Find the string "groom" in the records and copy each line where it occurs.

### EXTRACTED MATERIAL
-- -- --

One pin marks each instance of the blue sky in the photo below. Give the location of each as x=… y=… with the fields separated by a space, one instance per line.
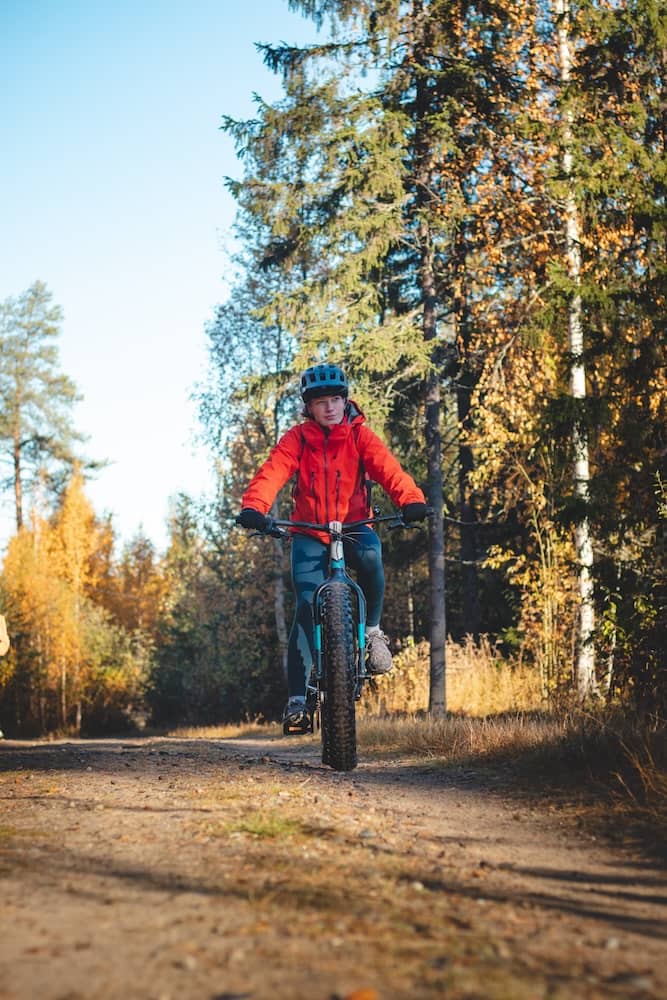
x=112 y=179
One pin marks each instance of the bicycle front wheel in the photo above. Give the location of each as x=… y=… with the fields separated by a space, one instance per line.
x=339 y=736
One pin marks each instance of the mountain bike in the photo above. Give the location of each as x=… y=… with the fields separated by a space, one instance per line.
x=339 y=631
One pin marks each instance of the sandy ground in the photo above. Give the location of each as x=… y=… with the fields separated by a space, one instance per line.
x=222 y=869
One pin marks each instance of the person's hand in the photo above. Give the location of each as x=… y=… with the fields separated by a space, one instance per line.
x=249 y=518
x=414 y=512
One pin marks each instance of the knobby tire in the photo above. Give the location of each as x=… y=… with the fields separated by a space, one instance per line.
x=339 y=736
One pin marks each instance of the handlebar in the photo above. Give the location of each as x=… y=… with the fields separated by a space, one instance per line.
x=277 y=527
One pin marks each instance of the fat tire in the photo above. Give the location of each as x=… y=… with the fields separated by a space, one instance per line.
x=339 y=735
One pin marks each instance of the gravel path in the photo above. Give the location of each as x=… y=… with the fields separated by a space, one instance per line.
x=222 y=869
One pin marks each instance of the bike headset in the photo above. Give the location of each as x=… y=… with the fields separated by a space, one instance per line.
x=323 y=380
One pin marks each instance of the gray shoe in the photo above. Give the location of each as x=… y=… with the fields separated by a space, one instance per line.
x=378 y=654
x=296 y=717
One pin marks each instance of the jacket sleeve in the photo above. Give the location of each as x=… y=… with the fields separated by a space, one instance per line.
x=385 y=469
x=272 y=475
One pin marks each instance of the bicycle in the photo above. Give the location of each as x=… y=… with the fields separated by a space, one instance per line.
x=339 y=631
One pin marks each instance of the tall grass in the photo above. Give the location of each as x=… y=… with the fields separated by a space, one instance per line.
x=480 y=683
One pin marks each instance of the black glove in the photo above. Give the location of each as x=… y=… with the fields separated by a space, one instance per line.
x=414 y=512
x=249 y=518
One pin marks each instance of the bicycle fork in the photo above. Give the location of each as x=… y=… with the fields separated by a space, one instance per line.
x=338 y=575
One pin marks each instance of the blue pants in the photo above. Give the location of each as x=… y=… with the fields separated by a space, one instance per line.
x=310 y=566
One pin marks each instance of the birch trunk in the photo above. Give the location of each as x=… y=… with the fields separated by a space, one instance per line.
x=585 y=657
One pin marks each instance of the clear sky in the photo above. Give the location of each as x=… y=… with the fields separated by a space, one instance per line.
x=112 y=179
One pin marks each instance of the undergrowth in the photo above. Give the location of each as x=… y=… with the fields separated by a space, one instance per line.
x=613 y=763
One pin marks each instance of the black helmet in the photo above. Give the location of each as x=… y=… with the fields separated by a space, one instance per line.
x=323 y=380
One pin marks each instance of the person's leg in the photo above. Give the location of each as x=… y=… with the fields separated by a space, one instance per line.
x=309 y=563
x=363 y=552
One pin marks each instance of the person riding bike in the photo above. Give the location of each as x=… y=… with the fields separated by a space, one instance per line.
x=332 y=453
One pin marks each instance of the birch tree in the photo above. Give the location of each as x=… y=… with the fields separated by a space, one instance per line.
x=37 y=436
x=585 y=662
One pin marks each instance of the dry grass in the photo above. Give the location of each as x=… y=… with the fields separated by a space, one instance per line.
x=496 y=718
x=456 y=740
x=479 y=683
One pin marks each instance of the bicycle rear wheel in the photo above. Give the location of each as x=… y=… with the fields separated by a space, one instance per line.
x=339 y=736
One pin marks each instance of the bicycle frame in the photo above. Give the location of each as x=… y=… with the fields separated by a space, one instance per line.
x=336 y=531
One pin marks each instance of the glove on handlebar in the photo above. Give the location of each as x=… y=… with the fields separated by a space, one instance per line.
x=414 y=512
x=249 y=518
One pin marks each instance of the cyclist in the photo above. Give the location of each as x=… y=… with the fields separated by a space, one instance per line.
x=331 y=453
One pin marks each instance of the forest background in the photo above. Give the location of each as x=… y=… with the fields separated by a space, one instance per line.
x=463 y=205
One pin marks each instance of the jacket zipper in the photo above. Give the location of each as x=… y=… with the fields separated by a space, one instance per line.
x=326 y=482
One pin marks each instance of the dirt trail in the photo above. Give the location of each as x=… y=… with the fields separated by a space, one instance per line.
x=165 y=868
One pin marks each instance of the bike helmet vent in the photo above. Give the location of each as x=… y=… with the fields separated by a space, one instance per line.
x=323 y=380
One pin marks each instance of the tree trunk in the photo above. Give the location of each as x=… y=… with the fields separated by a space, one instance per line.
x=279 y=596
x=436 y=550
x=585 y=662
x=18 y=487
x=468 y=518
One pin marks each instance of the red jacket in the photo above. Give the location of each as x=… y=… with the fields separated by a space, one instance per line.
x=332 y=468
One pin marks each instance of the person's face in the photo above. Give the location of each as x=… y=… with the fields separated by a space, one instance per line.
x=327 y=410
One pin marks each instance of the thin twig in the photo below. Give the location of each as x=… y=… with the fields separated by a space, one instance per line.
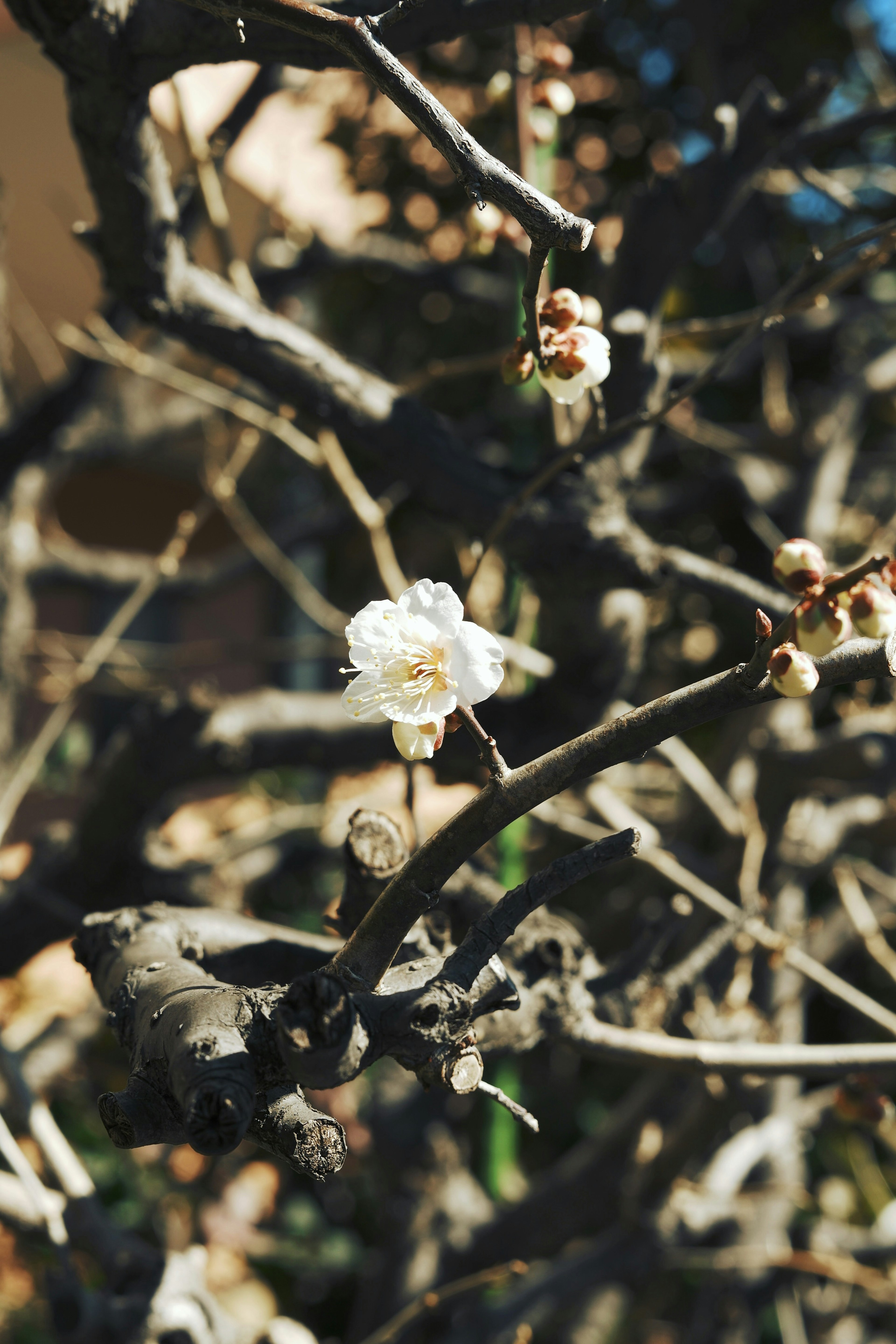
x=843 y=1269
x=520 y=1113
x=39 y=1195
x=636 y=420
x=269 y=554
x=213 y=195
x=463 y=366
x=699 y=779
x=367 y=513
x=754 y=671
x=863 y=917
x=492 y=758
x=371 y=948
x=534 y=271
x=683 y=880
x=60 y=648
x=164 y=565
x=58 y=1152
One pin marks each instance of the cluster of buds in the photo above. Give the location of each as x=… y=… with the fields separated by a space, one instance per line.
x=821 y=621
x=574 y=358
x=798 y=565
x=827 y=615
x=872 y=609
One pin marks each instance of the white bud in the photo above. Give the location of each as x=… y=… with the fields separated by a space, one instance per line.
x=793 y=673
x=592 y=350
x=874 y=611
x=823 y=627
x=798 y=564
x=418 y=744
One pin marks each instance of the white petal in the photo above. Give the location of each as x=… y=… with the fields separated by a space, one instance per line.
x=564 y=390
x=437 y=604
x=369 y=714
x=418 y=710
x=596 y=354
x=476 y=664
x=416 y=744
x=371 y=631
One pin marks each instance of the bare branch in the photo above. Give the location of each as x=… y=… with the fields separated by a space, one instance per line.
x=371 y=948
x=492 y=931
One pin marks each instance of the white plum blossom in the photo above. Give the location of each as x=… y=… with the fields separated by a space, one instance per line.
x=582 y=362
x=798 y=564
x=821 y=627
x=793 y=673
x=418 y=660
x=418 y=744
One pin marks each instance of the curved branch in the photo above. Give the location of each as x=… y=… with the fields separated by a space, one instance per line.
x=374 y=944
x=626 y=1045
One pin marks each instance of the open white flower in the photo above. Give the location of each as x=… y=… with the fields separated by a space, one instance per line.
x=582 y=362
x=420 y=660
x=798 y=564
x=418 y=744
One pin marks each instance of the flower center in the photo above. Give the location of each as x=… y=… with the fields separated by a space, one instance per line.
x=429 y=669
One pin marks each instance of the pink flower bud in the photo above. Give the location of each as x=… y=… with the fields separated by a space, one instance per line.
x=821 y=625
x=519 y=366
x=872 y=609
x=793 y=674
x=562 y=310
x=555 y=95
x=578 y=359
x=798 y=564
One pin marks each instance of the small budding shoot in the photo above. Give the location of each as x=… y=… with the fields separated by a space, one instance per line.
x=418 y=660
x=793 y=673
x=763 y=625
x=821 y=625
x=575 y=357
x=798 y=565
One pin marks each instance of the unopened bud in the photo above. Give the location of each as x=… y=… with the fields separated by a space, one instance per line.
x=798 y=564
x=793 y=674
x=555 y=95
x=519 y=365
x=823 y=625
x=562 y=310
x=763 y=625
x=872 y=609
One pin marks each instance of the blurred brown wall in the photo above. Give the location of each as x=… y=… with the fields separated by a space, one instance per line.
x=45 y=190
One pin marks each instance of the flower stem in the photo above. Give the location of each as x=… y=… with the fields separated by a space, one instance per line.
x=492 y=758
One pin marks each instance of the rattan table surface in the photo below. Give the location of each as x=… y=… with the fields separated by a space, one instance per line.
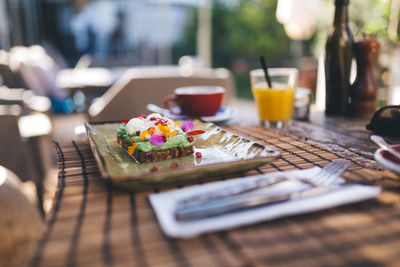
x=94 y=224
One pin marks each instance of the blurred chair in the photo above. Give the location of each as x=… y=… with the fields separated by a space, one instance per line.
x=24 y=145
x=138 y=87
x=7 y=75
x=20 y=222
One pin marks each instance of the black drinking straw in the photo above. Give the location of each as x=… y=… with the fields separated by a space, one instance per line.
x=265 y=68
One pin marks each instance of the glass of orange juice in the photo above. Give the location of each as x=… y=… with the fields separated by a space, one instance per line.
x=274 y=105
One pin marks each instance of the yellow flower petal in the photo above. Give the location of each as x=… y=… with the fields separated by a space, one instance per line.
x=143 y=135
x=132 y=148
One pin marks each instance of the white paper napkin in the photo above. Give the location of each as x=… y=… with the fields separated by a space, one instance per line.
x=164 y=205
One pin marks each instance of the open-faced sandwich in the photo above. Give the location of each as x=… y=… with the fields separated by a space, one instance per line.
x=154 y=138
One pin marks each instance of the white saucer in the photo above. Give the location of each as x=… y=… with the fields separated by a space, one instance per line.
x=387 y=160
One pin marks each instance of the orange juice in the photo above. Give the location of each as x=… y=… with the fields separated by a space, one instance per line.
x=274 y=104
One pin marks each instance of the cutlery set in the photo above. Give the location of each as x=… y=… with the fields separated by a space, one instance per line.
x=244 y=195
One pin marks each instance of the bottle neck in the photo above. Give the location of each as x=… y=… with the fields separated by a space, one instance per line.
x=341 y=17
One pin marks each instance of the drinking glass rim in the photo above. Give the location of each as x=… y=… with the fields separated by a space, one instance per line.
x=275 y=71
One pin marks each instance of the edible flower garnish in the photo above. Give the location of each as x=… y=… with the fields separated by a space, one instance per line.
x=165 y=130
x=132 y=148
x=143 y=135
x=195 y=132
x=158 y=139
x=187 y=126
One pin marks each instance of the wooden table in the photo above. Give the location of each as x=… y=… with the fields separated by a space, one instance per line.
x=93 y=224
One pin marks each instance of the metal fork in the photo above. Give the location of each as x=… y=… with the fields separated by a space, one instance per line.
x=322 y=182
x=325 y=176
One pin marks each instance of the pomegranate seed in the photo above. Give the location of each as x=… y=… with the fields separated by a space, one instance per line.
x=154 y=169
x=174 y=165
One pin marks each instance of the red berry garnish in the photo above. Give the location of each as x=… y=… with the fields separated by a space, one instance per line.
x=174 y=165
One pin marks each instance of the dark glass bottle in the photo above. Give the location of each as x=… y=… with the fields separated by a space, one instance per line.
x=339 y=53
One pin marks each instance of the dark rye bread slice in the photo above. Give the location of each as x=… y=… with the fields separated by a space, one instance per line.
x=156 y=155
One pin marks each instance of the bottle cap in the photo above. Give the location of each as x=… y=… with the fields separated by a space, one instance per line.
x=341 y=2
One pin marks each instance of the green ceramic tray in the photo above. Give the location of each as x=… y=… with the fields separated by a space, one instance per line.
x=223 y=154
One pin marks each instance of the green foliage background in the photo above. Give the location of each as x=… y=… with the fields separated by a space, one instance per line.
x=243 y=30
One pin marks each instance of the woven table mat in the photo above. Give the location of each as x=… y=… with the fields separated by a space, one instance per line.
x=93 y=224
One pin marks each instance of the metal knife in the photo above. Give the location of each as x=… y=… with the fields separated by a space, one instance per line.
x=243 y=202
x=232 y=190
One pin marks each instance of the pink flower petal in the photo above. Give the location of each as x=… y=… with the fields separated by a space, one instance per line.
x=187 y=126
x=157 y=139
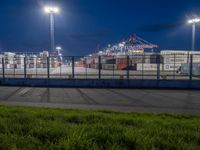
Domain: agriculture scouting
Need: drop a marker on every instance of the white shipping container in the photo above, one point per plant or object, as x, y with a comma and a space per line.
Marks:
171, 67
7, 66
148, 67
177, 59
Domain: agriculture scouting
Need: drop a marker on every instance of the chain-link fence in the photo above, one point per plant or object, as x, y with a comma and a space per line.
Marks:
141, 67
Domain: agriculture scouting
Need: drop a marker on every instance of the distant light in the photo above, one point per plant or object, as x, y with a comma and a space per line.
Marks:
122, 44
58, 48
51, 9
195, 20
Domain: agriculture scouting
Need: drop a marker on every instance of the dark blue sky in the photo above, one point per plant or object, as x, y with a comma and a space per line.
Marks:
82, 25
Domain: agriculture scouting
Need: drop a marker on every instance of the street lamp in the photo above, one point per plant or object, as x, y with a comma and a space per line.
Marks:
193, 22
59, 49
51, 10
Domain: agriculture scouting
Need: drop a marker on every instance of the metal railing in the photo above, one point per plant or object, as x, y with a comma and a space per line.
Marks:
141, 67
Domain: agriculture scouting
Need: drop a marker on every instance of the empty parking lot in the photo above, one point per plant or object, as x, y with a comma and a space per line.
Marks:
127, 100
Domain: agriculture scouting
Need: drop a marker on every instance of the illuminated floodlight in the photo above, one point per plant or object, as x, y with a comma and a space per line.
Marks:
51, 10
195, 20
58, 48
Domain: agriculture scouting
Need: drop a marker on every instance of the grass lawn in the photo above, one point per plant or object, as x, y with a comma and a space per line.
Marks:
41, 128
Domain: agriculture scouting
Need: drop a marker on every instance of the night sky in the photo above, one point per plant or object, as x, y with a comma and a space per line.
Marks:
84, 25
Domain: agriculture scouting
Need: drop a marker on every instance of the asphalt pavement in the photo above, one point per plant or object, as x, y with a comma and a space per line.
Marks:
125, 100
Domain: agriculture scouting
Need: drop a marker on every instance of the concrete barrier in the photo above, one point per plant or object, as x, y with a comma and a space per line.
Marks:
103, 83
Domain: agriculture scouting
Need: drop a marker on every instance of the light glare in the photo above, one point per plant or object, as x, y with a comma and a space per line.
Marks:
195, 20
49, 9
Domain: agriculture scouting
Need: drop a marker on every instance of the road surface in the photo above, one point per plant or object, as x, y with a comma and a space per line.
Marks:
125, 100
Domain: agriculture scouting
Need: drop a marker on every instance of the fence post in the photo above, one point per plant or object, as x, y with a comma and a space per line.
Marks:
3, 68
128, 68
158, 66
48, 66
73, 67
25, 73
143, 61
99, 66
113, 71
191, 66
174, 66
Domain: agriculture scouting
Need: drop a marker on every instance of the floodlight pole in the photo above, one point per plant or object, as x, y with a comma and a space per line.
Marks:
52, 32
193, 22
193, 35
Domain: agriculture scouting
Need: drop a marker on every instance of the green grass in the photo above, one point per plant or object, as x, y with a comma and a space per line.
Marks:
41, 128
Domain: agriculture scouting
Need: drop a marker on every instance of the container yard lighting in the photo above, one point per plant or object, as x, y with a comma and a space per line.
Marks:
51, 10
193, 22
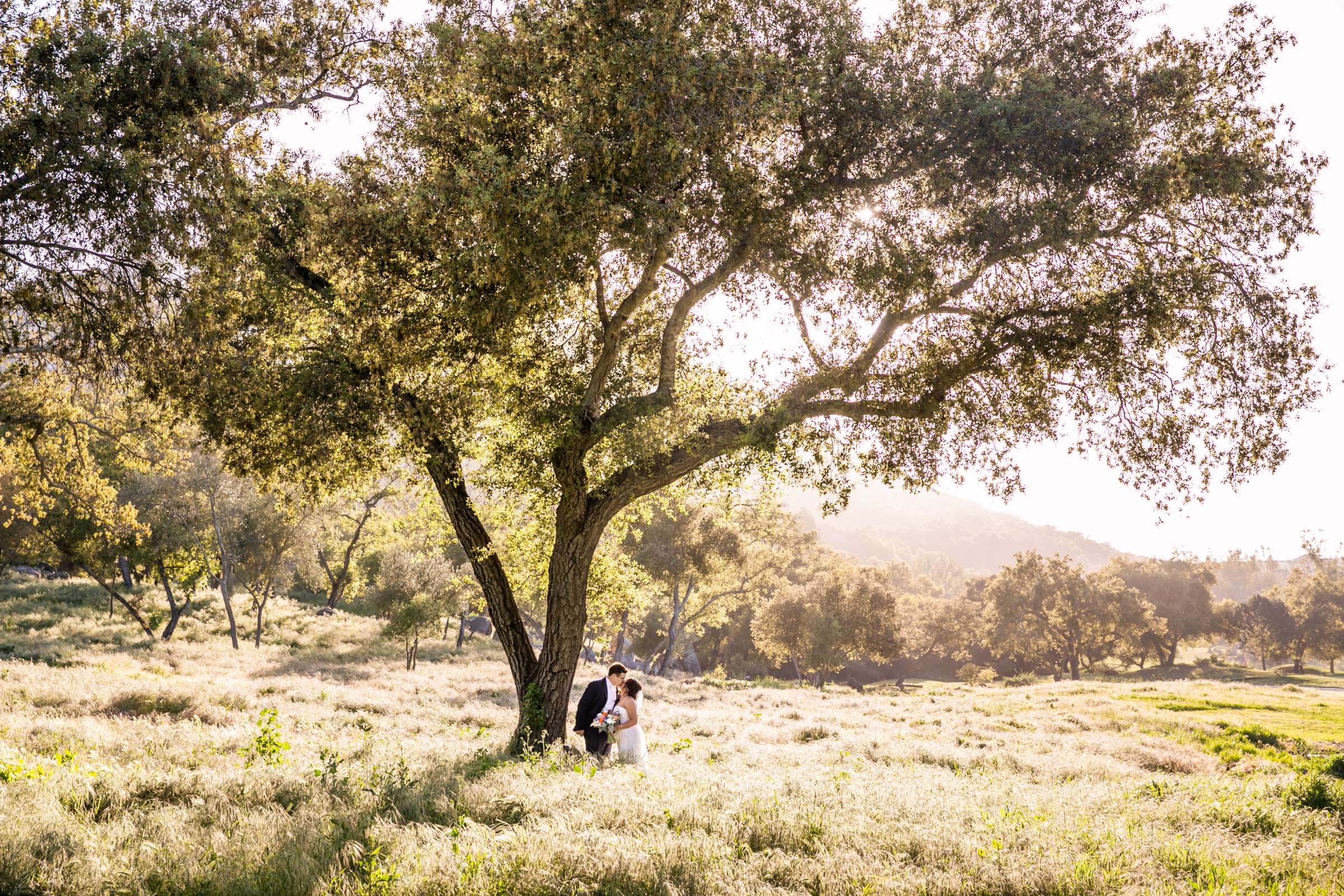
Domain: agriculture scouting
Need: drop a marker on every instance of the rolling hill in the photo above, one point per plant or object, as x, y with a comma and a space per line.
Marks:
885, 524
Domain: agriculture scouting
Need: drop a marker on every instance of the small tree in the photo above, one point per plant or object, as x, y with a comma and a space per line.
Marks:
342, 538
1180, 593
1265, 627
414, 591
1050, 610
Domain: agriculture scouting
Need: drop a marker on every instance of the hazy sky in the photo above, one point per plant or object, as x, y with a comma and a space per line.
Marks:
1307, 493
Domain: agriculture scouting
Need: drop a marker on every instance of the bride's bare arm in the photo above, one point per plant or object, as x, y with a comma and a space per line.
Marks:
632, 712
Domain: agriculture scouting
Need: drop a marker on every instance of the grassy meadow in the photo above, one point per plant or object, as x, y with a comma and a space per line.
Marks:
318, 765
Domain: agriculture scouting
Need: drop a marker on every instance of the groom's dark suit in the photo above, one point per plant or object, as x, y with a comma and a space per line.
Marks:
592, 703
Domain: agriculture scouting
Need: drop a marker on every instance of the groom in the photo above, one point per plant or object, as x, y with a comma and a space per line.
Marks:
597, 698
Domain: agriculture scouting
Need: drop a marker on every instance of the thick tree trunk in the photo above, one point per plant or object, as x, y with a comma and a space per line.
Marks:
226, 575
335, 594
445, 469
261, 609
678, 605
566, 617
175, 609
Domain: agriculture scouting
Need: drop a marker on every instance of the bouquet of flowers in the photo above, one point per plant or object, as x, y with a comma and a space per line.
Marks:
606, 722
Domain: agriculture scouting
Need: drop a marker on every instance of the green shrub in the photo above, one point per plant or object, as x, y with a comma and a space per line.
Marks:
975, 675
146, 703
814, 732
1316, 792
265, 746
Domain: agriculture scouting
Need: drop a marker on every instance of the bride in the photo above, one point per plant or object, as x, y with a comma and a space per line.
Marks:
629, 735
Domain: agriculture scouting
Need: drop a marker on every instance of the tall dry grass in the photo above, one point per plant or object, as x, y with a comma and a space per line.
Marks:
138, 769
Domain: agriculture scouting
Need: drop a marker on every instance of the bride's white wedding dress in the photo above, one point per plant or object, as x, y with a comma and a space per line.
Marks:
629, 743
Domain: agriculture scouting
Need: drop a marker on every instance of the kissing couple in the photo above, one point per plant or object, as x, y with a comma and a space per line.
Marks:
609, 713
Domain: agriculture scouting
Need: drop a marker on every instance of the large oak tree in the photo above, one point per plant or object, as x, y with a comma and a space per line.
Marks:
988, 222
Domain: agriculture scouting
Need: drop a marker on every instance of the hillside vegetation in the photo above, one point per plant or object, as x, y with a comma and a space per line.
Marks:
318, 765
884, 524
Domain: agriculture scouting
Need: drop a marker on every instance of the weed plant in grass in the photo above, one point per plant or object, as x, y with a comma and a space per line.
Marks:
318, 765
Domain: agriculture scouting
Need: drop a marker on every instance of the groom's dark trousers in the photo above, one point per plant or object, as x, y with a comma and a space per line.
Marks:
590, 704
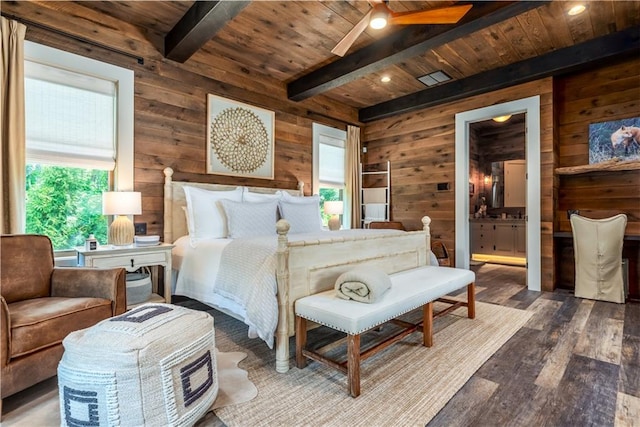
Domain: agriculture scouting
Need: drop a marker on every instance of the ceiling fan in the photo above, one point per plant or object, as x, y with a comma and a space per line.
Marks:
380, 15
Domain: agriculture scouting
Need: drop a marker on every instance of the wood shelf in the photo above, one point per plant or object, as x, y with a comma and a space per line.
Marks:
608, 166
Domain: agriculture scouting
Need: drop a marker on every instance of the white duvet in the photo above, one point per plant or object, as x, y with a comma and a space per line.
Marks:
239, 276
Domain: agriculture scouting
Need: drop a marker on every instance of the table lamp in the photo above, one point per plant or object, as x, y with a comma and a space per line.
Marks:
334, 208
121, 203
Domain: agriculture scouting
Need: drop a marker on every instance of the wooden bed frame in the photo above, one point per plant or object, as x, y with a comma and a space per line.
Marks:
308, 267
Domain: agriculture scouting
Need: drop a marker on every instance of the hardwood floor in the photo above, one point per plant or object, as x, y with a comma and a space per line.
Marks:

-- -- --

### OUTPUT BELOW
Need: drop a marker on every instance of the groom's dark suit in the photo above, one point per plant or object, as x, y with a comma and a space per line.
Need: drop a marker on every instance of the groom in the photo above, one point per plant or object, as x, y with a comma and a space per line.
Need: drop a marker on every instance of the groom's dark trousers in the photo above, one point per plant or object, as x, y with a comma and a space per line.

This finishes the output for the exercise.